SET TASK: Write out exactly the lines running from the line that includes "Give every instance of the green leaf" to the end of the data, both ends included, and nothing besides.

Source data:
▶

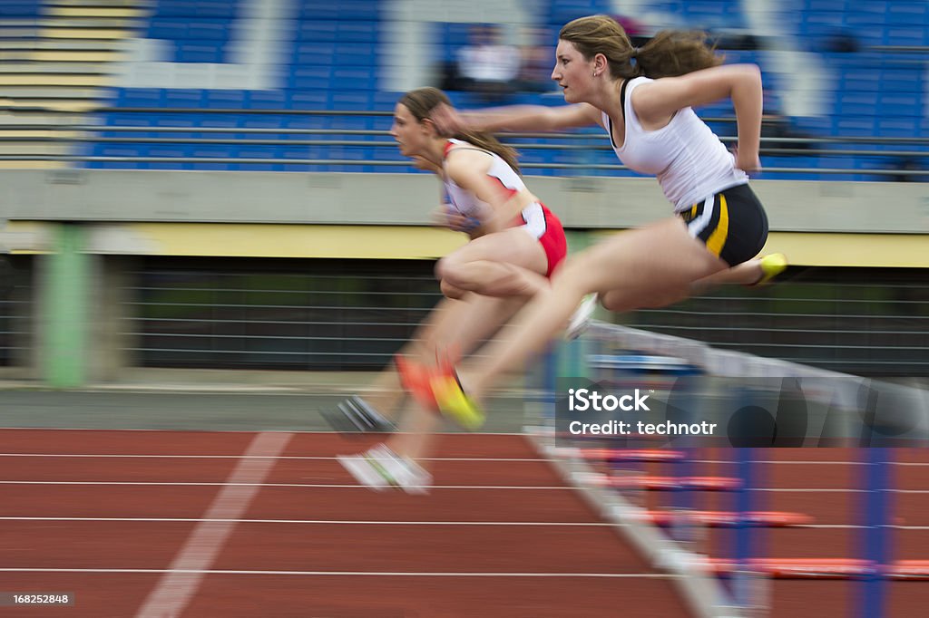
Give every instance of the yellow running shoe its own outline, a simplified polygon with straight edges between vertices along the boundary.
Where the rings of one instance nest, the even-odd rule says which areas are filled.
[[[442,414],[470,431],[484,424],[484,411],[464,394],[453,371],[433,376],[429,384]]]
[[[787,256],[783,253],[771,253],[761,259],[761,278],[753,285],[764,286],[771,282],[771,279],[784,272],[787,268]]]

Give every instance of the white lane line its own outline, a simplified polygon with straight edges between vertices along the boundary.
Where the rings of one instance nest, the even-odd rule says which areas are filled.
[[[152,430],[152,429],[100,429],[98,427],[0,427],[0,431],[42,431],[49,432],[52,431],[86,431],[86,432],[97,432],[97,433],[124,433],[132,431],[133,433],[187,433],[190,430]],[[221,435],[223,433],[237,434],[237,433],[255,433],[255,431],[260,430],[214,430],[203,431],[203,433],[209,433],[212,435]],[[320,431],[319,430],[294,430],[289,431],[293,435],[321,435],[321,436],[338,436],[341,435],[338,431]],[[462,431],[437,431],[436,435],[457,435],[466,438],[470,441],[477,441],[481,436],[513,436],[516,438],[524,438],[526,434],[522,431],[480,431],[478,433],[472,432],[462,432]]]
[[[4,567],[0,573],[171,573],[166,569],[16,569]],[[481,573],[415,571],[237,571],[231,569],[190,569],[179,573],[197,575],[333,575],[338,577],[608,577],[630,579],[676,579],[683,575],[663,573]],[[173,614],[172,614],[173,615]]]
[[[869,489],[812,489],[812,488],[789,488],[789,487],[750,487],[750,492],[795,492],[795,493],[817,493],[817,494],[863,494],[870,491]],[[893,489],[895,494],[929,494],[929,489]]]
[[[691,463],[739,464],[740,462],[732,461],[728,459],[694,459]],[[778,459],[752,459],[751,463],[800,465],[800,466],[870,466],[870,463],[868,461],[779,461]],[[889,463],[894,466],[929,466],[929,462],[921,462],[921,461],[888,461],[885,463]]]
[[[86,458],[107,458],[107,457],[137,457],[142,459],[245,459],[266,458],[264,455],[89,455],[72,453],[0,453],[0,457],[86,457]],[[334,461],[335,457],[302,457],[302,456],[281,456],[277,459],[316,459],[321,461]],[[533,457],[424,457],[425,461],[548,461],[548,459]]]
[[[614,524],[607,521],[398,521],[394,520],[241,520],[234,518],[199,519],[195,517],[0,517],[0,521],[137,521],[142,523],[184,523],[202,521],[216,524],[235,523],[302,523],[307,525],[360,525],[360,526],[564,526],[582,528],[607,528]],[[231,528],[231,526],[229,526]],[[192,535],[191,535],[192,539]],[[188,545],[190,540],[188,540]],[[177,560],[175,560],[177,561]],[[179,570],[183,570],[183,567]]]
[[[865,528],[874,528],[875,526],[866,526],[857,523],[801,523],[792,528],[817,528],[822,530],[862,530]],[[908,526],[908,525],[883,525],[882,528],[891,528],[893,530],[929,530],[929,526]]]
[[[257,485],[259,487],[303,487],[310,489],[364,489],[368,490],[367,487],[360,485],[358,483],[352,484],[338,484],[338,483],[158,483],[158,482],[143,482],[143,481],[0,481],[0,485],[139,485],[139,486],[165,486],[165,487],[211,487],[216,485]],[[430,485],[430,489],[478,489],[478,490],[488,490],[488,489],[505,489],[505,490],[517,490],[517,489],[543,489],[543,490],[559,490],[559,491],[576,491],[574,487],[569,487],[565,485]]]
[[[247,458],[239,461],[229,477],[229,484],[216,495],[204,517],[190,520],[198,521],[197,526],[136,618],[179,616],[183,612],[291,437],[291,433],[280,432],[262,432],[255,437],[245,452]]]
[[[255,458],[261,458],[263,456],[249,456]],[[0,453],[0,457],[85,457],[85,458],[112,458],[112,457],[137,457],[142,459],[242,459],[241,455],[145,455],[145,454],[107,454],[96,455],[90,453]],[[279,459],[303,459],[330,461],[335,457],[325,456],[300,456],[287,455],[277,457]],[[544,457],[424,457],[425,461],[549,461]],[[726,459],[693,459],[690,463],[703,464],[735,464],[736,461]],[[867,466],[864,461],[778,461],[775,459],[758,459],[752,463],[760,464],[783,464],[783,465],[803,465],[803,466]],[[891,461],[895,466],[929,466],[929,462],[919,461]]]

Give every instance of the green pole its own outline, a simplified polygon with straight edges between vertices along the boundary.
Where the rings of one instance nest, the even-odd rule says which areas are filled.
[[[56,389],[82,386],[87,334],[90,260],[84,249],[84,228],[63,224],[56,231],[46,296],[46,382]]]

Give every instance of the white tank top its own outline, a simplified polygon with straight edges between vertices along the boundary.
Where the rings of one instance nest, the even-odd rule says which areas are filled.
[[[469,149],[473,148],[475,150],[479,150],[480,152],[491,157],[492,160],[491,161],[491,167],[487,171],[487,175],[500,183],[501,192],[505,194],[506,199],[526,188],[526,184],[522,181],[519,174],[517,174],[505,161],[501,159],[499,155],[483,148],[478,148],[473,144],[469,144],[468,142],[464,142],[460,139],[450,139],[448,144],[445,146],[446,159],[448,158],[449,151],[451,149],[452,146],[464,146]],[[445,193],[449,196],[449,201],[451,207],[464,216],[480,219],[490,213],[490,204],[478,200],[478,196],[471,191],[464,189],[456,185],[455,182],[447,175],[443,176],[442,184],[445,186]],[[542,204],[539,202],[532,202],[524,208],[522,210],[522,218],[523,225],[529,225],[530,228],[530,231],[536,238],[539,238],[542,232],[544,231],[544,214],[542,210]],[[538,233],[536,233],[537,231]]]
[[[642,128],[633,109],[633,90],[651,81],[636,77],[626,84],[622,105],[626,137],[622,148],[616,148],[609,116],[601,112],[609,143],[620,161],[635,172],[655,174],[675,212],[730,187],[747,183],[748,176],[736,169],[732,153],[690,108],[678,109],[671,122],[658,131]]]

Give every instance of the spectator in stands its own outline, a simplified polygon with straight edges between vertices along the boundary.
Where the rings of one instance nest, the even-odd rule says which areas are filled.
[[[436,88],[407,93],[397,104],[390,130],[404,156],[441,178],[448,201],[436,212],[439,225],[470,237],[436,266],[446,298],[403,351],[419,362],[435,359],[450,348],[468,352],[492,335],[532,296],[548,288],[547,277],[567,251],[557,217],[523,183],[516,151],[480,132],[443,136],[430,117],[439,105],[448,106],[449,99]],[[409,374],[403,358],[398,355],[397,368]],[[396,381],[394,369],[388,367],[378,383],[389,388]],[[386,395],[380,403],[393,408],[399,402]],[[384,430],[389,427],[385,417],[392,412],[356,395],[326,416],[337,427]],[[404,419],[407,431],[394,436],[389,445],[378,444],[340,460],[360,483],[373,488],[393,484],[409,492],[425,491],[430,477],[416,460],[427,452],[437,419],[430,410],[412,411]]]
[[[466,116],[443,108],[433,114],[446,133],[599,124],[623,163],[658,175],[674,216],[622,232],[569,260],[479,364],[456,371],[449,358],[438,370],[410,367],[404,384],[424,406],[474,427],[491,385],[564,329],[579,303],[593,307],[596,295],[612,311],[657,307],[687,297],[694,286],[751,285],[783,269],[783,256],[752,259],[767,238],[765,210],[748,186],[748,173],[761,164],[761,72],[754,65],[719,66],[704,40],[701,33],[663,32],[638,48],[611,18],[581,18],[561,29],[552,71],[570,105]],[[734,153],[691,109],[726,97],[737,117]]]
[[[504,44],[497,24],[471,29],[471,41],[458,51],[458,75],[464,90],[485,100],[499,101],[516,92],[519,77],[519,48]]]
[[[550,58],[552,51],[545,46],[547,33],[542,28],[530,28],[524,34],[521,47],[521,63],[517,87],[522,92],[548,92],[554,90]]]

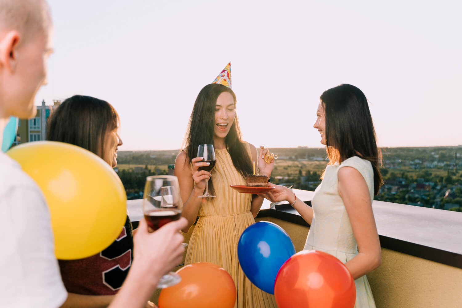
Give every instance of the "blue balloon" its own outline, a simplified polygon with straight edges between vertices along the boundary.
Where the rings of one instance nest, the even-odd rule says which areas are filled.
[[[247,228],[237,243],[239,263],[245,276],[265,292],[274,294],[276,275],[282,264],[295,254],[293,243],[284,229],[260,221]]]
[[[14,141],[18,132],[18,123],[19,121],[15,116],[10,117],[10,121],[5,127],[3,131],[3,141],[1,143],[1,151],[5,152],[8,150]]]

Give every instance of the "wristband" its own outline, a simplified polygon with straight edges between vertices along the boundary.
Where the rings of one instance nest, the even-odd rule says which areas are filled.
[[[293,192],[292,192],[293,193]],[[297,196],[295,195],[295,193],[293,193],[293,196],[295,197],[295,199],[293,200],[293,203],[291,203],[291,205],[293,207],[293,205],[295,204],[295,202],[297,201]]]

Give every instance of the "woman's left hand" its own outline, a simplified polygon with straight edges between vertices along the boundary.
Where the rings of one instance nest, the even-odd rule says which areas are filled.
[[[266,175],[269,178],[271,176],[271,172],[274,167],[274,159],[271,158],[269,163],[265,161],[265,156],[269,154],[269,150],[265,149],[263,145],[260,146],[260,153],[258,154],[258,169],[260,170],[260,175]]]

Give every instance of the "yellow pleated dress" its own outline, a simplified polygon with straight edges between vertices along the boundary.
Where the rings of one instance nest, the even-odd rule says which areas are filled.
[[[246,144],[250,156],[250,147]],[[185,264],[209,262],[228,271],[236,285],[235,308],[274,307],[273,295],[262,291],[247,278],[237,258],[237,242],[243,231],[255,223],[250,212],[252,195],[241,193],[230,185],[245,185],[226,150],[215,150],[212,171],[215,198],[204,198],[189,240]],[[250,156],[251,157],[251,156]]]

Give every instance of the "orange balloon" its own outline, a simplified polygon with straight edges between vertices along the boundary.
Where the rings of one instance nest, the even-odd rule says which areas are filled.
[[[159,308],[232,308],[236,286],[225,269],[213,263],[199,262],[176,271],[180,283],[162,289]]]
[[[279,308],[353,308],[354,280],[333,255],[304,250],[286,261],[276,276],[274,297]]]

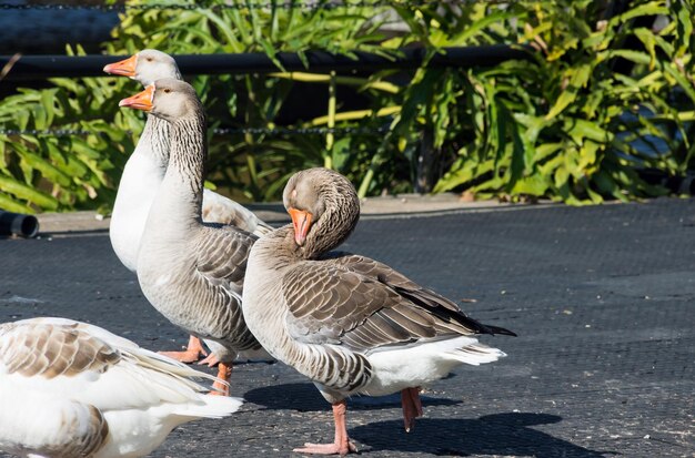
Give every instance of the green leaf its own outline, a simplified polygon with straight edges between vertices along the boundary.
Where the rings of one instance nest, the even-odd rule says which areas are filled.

◀

ANSWER FOR THE TASK:
Give every instance of the green leaf its own outline, a simplified polygon with straight edges between vertices along the boundary.
Where the rings of one instance nest, the even-odd rule says which areas are filled.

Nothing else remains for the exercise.